◆ Problem statement:
Return the passage of the workplace massage article from "Those factors have" to "out in Columbia.", copied word for word.
(Extracted text)
Hoerichs' on-site practice is part of a national trend among massage professionals, who have moved from the soothing rooms filled with sweet-smelling oils and relaxing music to the cluttered workplace desks piled with paper and littered with cookie crumbs.

Massage has become a more popular pastime and stress reliever in the past few years, according to the American Massage Therapy Association. A recent survey done by the group shows twice as many adult Americans said they had had a massage in the past year as did in 1997, but 20 percent of those surveyed say they don't get regular massages because they don't have time.

Those factors have driven the growing trend of on-site or seated massage, typically done in a business environment, said Ron Precht, communications manager for the group. "Chair massage, especially in corporate settings, is booming and growing faster than anyone could imagine," he said. "Companies have massage therapists in regularly."

Hoerichs has seen the trend play out in Columbia.

In the past year, Hoerichs said, she has seen about a 60 percent increase in revenue, primarily because of a focus on serving more businesses. Last year, she added six corporate clients to her roster, which made up about 40 percent of her revenue, she said.

Now Hoerichs is finding herself a regular part of large business functions - two weeks ago at an American Cancer Society benefit, tomorrow at the golf tournament, later this month at a fair at Howard Community College. Hoerichs said she welcomes the large gatherings, but not only because of the money. The shiatsu practice is mutually beneficial, she said.

"The more people I work with, the better I feel," she said. "It's the only thing I've found that's as beneficial for the person giving it as the person receiving."

Shiatsu is a form of Japanese massage based on acupuncture that is used in Japan as much for health maintenance as pleasure. Translated as "finger pressure," shiatsu is performed with the participant fully clothed either sitting in a chair or lying face down on a padded mat while Hoerichs uses her fingertips to knead pressure points.
(End Extracted text)
(Raw data)
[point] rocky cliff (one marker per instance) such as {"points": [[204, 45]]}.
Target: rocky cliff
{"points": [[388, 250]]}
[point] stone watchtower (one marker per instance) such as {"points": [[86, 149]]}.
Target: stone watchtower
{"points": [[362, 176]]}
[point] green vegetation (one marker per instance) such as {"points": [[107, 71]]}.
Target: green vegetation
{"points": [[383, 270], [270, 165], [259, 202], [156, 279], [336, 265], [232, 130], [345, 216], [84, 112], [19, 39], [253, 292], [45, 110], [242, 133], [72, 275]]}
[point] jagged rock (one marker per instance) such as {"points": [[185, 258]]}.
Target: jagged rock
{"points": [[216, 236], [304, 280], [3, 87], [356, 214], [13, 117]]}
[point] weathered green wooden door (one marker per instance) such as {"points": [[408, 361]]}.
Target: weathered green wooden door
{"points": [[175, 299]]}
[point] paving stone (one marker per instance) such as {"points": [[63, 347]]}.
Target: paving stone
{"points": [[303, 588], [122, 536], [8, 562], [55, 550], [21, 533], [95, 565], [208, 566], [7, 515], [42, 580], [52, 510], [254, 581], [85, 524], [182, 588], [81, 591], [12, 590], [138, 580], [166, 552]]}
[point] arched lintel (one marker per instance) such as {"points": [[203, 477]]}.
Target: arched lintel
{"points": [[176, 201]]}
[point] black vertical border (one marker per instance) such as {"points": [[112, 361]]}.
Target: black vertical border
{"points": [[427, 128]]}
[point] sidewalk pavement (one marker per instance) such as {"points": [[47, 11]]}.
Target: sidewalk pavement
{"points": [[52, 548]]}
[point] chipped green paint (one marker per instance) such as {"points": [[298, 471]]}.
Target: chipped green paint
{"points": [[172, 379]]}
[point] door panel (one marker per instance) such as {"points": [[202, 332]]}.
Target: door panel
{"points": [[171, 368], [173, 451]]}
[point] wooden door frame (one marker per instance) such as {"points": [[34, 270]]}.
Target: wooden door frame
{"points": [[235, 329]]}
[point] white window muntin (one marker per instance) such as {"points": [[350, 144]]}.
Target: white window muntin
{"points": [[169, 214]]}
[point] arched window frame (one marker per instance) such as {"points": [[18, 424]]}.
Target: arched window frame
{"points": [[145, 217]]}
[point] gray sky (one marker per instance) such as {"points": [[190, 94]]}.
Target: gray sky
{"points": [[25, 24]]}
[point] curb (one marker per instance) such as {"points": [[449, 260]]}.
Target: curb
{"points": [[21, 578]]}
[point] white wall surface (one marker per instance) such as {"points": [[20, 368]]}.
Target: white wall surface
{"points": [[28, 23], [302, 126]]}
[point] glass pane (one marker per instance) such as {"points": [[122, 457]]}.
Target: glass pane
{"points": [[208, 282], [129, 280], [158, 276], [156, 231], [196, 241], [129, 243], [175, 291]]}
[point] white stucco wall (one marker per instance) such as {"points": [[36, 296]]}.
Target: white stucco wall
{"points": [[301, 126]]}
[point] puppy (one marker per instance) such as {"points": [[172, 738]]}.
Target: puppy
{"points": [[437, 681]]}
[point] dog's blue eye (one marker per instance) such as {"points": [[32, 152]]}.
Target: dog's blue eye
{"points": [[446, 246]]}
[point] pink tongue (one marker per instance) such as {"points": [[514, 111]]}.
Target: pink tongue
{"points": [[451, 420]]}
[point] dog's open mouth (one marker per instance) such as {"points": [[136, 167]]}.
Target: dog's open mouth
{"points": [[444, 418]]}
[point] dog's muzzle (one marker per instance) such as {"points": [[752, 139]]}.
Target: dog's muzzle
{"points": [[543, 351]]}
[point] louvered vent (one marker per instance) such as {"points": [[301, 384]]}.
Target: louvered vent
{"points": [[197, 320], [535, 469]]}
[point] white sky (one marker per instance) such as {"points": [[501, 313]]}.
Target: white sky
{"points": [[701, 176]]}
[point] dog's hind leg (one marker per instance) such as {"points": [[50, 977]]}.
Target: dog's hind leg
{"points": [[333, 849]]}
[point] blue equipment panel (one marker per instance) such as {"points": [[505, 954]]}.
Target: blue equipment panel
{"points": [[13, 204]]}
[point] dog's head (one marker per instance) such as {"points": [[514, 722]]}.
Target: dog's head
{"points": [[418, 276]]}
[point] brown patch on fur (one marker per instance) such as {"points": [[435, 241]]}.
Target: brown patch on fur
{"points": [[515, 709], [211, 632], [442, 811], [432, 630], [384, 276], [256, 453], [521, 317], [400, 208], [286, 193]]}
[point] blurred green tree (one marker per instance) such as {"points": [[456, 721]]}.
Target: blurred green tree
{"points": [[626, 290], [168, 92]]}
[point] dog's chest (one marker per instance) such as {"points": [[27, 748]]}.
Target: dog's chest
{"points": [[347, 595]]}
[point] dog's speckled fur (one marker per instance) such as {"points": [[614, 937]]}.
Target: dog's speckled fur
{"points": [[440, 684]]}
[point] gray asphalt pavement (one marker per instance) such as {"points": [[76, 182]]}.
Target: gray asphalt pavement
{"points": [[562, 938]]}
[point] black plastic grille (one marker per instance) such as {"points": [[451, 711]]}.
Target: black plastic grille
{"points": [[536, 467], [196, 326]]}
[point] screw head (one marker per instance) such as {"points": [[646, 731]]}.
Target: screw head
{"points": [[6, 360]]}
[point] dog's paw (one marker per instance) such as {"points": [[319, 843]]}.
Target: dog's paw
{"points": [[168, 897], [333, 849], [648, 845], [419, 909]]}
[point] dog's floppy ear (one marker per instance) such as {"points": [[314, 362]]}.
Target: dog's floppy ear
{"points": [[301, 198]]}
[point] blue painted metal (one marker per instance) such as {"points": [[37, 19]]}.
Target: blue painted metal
(End Raw data)
◆ Solution for this task:
Those factors have driven the growing trend of on-site or seated massage, typically done in a business environment, said Ron Precht, communications manager for the group. "Chair massage, especially in corporate settings, is booming and growing faster than anyone could imagine," he said. "Companies have massage therapists in regularly."

Hoerichs has seen the trend play out in Columbia.